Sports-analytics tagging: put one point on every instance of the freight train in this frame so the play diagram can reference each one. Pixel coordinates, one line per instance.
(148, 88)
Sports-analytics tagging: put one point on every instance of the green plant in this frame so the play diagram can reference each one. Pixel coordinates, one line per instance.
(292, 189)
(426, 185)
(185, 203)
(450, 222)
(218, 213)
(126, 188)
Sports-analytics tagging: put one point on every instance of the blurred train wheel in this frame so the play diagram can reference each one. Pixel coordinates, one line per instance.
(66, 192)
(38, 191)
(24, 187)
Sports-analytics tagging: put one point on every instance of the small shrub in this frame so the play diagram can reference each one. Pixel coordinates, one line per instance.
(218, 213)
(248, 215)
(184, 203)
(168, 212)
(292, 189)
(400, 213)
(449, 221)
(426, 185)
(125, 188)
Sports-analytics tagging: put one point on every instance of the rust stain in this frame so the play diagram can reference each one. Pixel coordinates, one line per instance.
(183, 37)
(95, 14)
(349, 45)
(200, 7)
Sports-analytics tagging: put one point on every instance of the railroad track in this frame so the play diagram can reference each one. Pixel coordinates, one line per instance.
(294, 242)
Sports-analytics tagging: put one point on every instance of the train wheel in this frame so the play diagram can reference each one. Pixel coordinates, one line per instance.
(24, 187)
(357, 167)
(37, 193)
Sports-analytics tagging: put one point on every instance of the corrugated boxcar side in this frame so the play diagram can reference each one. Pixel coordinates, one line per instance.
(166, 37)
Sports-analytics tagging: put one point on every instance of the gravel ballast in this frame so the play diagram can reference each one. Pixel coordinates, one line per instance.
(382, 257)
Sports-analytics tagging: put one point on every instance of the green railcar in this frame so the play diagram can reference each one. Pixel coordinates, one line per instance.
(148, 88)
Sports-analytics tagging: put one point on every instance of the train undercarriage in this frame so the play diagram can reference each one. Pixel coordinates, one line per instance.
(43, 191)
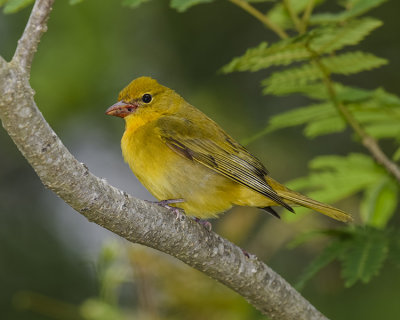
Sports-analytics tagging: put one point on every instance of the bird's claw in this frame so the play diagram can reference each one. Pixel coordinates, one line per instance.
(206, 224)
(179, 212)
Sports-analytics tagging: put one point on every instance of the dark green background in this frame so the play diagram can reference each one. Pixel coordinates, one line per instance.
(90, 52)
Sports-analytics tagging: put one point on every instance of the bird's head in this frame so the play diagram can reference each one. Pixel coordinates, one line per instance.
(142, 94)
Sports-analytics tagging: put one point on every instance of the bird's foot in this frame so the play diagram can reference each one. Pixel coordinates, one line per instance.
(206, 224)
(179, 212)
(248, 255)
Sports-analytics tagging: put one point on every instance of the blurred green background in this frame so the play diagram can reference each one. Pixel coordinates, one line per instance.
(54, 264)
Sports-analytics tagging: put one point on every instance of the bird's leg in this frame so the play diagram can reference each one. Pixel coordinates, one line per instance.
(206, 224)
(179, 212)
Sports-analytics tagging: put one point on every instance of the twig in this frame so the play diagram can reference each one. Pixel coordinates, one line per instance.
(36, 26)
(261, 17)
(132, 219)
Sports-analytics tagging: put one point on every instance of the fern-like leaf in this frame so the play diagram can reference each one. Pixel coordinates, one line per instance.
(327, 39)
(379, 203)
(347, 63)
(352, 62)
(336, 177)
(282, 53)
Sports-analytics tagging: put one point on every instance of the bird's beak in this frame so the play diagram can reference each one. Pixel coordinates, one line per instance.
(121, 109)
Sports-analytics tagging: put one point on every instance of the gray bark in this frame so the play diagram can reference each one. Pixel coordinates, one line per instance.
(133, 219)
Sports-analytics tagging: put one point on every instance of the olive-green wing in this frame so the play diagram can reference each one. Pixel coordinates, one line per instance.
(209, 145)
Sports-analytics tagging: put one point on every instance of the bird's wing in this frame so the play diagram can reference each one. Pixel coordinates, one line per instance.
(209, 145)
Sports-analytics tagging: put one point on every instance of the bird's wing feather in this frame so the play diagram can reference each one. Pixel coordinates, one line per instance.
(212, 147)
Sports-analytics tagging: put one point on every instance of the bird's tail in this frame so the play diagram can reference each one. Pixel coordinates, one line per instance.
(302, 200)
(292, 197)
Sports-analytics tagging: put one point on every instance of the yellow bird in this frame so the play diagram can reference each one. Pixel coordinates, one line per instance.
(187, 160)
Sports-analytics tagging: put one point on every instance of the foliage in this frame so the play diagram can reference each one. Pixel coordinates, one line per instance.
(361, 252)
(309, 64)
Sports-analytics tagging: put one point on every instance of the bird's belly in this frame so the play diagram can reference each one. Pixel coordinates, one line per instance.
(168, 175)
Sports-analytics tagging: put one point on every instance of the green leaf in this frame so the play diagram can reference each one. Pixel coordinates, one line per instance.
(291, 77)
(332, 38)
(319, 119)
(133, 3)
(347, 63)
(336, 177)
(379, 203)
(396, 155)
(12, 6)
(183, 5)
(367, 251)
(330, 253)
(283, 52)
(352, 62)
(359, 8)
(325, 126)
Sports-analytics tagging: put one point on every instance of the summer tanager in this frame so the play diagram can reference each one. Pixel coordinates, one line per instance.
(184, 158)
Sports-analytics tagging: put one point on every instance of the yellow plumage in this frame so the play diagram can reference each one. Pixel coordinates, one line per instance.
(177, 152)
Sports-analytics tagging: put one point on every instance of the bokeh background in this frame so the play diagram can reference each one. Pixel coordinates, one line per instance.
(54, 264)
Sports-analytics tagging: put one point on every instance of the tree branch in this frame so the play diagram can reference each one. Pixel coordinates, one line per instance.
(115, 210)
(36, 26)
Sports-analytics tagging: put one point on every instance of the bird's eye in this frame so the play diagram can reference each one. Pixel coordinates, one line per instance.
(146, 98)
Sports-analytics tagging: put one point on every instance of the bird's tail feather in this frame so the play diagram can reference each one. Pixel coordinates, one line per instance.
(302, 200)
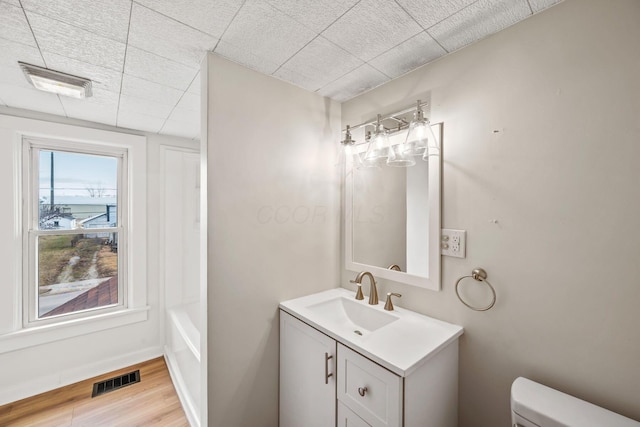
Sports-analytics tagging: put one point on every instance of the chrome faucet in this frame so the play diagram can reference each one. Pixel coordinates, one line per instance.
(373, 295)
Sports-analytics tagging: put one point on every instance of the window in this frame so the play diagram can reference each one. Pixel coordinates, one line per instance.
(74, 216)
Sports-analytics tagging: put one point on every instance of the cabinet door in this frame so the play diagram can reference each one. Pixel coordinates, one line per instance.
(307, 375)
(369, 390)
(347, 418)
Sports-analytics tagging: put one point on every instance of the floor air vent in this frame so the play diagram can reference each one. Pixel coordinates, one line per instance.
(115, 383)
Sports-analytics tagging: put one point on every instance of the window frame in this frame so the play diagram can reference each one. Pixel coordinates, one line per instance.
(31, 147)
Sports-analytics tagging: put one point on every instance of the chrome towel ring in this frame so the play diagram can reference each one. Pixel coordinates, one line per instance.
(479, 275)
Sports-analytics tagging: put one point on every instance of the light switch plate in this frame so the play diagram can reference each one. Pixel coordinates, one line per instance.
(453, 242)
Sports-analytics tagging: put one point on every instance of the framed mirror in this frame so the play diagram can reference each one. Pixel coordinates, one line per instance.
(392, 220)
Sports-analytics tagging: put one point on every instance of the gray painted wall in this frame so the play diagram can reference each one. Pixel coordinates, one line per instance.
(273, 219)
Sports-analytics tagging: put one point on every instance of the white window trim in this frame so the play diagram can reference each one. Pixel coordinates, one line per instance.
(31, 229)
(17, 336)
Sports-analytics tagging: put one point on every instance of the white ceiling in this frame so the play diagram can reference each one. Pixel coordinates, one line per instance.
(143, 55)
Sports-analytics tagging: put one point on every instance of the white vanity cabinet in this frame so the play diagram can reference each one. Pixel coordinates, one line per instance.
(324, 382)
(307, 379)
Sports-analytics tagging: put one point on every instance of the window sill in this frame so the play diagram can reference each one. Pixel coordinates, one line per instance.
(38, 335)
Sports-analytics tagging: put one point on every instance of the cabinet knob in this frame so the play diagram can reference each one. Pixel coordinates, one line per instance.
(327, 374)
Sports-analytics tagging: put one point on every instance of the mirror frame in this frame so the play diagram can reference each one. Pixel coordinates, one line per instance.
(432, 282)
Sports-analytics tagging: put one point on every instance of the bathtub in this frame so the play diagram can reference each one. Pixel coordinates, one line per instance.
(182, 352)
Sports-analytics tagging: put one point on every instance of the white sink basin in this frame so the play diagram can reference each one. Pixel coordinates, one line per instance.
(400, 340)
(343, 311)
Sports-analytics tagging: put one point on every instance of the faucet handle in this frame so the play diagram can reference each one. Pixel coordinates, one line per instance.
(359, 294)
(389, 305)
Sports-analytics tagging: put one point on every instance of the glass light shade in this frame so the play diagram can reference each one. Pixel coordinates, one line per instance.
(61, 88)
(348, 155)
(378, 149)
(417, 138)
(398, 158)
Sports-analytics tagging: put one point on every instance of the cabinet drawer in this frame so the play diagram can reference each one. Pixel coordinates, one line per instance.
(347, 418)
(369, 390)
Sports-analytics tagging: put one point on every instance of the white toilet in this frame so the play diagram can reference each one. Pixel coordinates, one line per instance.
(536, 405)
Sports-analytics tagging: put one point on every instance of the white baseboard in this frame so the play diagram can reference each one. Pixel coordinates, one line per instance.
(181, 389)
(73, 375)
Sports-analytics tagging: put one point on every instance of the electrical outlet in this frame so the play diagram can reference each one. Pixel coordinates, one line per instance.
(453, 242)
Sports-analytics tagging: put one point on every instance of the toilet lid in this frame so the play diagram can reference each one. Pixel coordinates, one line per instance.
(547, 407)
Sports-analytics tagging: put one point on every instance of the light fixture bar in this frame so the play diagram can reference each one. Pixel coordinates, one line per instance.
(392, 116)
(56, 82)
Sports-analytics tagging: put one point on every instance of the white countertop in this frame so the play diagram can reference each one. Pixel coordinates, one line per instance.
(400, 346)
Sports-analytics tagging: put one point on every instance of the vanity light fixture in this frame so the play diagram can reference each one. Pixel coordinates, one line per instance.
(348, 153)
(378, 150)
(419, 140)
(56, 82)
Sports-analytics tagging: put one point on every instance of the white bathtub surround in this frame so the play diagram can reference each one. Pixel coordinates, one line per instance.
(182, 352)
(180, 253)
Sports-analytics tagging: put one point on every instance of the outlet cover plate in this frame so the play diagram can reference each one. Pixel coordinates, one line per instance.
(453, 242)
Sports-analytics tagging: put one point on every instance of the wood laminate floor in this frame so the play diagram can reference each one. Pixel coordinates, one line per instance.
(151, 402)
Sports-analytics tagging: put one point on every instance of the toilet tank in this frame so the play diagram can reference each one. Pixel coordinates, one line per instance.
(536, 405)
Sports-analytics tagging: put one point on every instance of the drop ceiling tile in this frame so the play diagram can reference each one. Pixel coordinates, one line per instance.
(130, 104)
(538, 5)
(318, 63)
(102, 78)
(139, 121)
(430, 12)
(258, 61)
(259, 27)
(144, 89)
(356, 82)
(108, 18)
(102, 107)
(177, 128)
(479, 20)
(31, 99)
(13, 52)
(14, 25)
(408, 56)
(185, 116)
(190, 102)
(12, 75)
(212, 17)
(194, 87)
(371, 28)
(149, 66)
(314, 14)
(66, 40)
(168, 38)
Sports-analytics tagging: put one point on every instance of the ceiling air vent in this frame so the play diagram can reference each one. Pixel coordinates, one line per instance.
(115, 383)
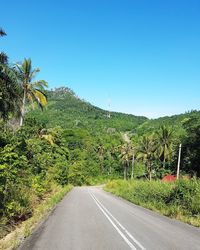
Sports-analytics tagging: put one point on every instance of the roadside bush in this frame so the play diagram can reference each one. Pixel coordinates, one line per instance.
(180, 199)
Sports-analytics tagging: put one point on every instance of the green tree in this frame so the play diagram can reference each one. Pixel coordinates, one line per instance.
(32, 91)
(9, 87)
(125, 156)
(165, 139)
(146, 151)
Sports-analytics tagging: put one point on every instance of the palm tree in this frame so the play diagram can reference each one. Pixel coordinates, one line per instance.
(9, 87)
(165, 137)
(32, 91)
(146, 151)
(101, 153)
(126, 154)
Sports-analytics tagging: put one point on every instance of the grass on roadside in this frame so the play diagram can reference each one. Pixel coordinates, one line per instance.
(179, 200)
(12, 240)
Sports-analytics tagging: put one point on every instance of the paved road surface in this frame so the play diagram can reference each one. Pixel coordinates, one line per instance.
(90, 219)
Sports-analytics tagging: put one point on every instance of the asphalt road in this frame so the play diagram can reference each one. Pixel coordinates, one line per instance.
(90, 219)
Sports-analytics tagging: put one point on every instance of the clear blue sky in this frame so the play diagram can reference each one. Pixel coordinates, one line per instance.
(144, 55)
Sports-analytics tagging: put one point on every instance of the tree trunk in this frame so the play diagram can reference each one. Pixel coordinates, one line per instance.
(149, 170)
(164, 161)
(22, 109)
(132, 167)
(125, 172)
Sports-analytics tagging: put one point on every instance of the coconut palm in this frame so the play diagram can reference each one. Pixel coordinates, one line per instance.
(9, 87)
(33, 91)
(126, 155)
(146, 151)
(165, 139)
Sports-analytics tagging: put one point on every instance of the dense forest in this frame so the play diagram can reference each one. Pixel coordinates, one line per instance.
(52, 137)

Try it » Copy, with no alteration, the line that contains "of the paved" and each remaining line of the listing above.

Answer for the task »
Sports-analytics tagging: put one point on every instance of the paved road surface in this frame so the play diagram can reference each one. Pixel coordinates, one line per instance.
(90, 219)
Sports-analytics tagging: put one point on every instance of the asphalt road in this frame so the play diagram can reference each one. Pixel coordinates, one line per instance.
(90, 219)
Sports-analytics tagging: put one point on every instance of the clear blue sky in this frame so the play diagram can reference each one. Pixel coordinates, one line per instance.
(144, 55)
Sports-analytics tagging: put one point on every instance of the tree trunk in this frame so the play diagram can reference each one. Pixel coordinates, one line per instance.
(149, 170)
(164, 161)
(22, 109)
(132, 167)
(125, 172)
Sports-analytics tagging: put one point on every instance of the coconut palm in this frame so the play diagram can reference each one. Pixel coordinates, one line per instance.
(9, 87)
(33, 91)
(126, 155)
(146, 151)
(165, 139)
Sports-analytics tagging: put one point on every instance of the dense forest in this frame so the play diagram can reference each one. Pixel coordinates, one line per instance.
(52, 137)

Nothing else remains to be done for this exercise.